• **ACTIVITY**
Note the line where "Reviewer note: check that every instance of the strawberry" appears in the data below; write it out exactly, along with every line that comes after it to the end.

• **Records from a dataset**
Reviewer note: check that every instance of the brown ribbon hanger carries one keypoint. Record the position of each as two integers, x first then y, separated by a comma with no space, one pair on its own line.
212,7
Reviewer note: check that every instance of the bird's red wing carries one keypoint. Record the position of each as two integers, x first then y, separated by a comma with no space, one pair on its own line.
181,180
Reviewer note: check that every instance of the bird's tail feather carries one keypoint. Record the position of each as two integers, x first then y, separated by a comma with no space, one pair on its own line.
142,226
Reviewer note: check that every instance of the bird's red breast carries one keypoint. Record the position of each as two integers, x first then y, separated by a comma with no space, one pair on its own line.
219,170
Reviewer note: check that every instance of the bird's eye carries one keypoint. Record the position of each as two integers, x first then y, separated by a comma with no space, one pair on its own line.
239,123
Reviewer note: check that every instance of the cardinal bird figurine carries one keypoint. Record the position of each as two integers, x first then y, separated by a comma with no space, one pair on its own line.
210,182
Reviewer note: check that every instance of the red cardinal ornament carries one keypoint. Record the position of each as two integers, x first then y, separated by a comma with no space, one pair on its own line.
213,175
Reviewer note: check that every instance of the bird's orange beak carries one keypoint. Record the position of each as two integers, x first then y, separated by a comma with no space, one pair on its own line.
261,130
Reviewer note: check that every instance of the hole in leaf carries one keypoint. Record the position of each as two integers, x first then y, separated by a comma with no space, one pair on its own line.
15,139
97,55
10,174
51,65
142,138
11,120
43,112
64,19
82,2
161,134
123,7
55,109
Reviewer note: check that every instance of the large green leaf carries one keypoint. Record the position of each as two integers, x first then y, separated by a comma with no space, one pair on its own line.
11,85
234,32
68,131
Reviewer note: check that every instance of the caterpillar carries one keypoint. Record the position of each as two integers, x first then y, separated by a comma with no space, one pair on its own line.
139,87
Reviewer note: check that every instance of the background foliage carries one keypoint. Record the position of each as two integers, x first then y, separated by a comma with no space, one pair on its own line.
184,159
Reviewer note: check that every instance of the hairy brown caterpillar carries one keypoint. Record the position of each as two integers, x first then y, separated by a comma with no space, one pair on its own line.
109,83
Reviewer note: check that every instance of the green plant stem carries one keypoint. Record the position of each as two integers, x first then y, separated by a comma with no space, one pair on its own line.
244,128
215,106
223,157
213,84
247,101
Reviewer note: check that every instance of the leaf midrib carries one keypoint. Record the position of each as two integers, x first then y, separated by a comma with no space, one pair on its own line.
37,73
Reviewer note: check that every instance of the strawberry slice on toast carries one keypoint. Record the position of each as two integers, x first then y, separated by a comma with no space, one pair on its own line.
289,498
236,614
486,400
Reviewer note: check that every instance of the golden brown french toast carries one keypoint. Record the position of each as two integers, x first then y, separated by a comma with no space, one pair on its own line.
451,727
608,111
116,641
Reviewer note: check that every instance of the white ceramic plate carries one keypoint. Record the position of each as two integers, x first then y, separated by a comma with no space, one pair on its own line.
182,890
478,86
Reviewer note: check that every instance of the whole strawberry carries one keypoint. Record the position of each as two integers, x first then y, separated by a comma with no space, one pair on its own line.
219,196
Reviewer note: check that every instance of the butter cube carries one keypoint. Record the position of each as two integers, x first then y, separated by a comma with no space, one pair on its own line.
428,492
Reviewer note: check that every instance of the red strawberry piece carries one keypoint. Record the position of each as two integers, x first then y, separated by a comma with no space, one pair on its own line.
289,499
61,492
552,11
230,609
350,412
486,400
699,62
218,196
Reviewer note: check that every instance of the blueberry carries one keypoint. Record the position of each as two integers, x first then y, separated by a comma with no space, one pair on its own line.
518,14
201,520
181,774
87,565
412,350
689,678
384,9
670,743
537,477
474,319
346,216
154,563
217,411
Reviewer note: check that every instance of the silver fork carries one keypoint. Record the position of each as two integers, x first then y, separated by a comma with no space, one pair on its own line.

• **WRITTEN RESPONSE**
Reviewer note: check that every instance of the strawberry slice on toast carries one keypoint. Record the position of each as two integers, x first then y, separated by a comma with no space, one pair on its own line.
289,498
236,614
486,400
Reviewer note: check that every instance of the golden brown french toast carries one keypoint. Record the position of each as two integers, x first then y, separated by a comma with no space, one pair on its own line.
451,727
608,111
116,641
Reviewer note: check that every instance of the white ceramic plate carries one keypoint. Record the position of each as two integers, x first then y, separated by a comma with no space, one pair on its own line.
182,890
478,86
Reviewer note: check that every instance of the whole strawberry carries one keypoint. Record the position of each as two integers, x first then y, separated by a comma with no space, one pair on its own line.
219,196
Reviewer note: check that every instance of the butter cube carries one keypoint. Record the position of each as two integers, x first then y, separated by a comma with no space, one pair on its own line.
428,492
Reviewer note: check that every instance of the red strawberry piece carries one keypoint. Record the position of each as two integers, x first then y, separated by a comma with no space, one pair on its own line.
289,499
61,492
552,11
230,609
350,412
486,400
699,62
218,196
Reviewer note: check that every instance of the blueberry carries one keypoint. Record the position of each as two integers, x first then y, separated by a comma with no space, one pair on its own line.
518,14
201,520
181,774
87,565
412,350
689,678
384,9
670,743
537,477
474,319
346,216
154,563
217,411
Reviewer note: check that every instance of the silver fork carries one keypoint. Record the position of each as two integers, x first then y, separated by a comma with no space, one pair on its own line.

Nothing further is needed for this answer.